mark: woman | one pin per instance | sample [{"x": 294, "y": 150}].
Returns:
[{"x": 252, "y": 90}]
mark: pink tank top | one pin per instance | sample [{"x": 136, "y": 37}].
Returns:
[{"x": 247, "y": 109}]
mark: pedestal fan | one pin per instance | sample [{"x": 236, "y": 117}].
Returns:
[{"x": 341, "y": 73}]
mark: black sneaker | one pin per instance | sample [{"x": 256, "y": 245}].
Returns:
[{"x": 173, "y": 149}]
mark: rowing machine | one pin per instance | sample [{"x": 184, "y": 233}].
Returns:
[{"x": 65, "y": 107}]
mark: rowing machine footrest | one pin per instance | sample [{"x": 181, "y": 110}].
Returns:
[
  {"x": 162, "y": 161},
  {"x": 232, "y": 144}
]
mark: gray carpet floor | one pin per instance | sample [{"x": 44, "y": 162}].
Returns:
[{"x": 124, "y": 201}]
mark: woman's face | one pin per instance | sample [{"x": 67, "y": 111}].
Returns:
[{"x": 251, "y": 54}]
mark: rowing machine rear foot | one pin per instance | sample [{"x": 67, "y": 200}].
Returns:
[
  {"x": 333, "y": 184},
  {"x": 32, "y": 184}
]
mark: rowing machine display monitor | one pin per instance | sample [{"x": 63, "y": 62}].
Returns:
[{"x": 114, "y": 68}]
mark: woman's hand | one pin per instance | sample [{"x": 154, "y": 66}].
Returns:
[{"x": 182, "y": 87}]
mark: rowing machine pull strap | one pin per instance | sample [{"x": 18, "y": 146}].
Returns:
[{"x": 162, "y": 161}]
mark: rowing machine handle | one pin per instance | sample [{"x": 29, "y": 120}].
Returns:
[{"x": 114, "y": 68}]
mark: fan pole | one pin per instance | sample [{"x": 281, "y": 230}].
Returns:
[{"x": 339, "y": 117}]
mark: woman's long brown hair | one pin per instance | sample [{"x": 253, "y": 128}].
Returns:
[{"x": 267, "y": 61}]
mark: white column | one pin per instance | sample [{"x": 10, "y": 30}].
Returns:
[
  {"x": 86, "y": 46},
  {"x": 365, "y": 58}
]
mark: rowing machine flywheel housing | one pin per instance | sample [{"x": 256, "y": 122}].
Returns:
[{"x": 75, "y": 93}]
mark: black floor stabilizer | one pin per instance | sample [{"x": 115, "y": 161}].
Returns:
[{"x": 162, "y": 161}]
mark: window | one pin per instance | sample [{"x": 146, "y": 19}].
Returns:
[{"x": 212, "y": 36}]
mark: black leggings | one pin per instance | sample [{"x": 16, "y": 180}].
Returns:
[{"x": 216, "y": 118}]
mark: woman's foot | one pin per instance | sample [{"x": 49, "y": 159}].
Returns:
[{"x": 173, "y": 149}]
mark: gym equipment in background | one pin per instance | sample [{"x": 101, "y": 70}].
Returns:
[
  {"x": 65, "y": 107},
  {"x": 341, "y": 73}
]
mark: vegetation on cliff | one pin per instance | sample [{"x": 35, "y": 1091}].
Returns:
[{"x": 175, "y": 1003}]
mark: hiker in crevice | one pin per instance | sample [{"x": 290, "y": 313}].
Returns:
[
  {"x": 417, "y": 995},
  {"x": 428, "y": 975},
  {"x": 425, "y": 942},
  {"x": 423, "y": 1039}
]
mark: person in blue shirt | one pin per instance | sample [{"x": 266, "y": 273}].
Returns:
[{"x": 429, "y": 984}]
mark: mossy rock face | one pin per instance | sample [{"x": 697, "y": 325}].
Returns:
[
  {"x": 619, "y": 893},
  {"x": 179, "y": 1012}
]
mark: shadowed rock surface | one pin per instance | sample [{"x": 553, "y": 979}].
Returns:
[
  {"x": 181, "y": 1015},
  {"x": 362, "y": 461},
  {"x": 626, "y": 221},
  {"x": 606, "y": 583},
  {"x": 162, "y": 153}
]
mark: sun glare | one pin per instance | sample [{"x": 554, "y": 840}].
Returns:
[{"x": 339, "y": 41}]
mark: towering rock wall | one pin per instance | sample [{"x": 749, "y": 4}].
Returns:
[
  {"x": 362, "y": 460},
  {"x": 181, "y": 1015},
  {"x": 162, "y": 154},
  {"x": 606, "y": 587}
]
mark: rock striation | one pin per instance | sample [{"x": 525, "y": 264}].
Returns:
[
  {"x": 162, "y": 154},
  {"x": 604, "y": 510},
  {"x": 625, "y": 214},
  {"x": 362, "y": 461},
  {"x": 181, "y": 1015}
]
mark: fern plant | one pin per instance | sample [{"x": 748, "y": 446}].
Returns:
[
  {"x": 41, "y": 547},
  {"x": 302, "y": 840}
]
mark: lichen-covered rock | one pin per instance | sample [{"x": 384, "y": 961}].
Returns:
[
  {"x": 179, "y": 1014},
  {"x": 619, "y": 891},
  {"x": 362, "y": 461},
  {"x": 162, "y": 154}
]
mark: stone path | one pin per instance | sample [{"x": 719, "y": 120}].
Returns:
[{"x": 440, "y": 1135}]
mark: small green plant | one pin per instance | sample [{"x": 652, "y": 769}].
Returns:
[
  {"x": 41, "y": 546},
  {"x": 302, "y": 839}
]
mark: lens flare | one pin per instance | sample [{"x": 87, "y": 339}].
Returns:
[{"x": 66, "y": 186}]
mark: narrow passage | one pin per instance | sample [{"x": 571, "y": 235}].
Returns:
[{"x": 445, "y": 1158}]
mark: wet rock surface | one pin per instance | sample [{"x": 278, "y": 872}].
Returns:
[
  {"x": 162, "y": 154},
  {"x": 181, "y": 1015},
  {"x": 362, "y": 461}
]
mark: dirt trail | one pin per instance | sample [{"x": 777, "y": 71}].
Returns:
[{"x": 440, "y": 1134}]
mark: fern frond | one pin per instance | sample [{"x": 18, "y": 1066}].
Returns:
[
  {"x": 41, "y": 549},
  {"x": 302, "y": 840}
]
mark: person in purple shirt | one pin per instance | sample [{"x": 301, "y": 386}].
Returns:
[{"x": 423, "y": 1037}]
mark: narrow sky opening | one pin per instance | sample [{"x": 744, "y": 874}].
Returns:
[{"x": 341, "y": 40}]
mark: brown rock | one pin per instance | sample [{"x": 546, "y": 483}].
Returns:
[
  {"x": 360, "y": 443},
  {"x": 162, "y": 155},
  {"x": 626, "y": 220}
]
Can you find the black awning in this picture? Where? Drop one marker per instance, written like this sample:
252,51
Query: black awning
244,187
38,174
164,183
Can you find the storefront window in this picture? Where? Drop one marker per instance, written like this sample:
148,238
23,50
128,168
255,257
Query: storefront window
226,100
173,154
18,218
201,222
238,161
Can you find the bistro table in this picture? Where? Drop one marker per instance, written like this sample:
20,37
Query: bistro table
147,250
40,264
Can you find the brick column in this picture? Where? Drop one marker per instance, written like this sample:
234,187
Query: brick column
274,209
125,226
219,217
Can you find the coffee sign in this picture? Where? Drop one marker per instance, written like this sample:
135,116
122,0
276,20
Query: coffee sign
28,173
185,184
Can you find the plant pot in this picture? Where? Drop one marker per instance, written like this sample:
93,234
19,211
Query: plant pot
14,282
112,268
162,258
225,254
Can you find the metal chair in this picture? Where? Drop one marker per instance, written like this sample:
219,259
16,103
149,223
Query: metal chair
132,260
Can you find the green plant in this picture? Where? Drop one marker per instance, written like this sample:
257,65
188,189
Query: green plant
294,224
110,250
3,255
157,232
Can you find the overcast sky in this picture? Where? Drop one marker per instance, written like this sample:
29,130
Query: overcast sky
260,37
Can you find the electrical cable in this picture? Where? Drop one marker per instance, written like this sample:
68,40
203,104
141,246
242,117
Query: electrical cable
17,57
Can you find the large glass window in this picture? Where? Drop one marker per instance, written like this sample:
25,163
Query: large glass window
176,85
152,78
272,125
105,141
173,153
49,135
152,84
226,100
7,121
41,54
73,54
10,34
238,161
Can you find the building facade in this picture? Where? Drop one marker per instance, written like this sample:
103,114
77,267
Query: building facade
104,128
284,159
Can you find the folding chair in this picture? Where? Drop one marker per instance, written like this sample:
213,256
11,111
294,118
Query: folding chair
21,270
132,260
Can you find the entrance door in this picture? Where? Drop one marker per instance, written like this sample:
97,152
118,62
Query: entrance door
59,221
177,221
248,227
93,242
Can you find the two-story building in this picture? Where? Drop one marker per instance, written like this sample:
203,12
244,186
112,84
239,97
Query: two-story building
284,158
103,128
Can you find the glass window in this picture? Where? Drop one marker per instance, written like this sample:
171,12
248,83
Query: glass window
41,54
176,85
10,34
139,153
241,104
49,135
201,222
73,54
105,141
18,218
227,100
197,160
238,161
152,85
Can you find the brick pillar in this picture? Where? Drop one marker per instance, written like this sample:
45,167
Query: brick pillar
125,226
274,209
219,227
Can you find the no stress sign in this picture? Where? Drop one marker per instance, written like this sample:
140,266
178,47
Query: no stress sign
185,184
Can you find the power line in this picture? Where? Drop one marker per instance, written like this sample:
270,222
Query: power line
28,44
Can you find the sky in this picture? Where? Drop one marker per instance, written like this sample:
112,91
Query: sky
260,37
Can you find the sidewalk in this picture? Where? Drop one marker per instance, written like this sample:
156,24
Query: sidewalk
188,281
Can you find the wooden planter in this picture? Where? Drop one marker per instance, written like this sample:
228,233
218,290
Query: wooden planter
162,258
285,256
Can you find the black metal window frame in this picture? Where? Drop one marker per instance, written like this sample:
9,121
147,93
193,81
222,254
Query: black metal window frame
______
Copy every line of the material above in which the string "machine" can be found.

mark: rowing machine | one pin per instance | sample [{"x": 184, "y": 233}].
mark: rowing machine footrest | one pin per instance | sample [{"x": 181, "y": 110}].
mark: rowing machine rear foot | one pin per instance | sample [{"x": 67, "y": 200}].
mark: rowing machine display monitor | one pin per instance | sample [{"x": 63, "y": 62}].
mark: rowing machine pull strap | one pin per instance | sample [{"x": 18, "y": 146}].
mark: rowing machine handle | one pin per instance | sample [{"x": 29, "y": 120}].
mark: rowing machine flywheel housing | one pin per instance | sample [{"x": 256, "y": 122}].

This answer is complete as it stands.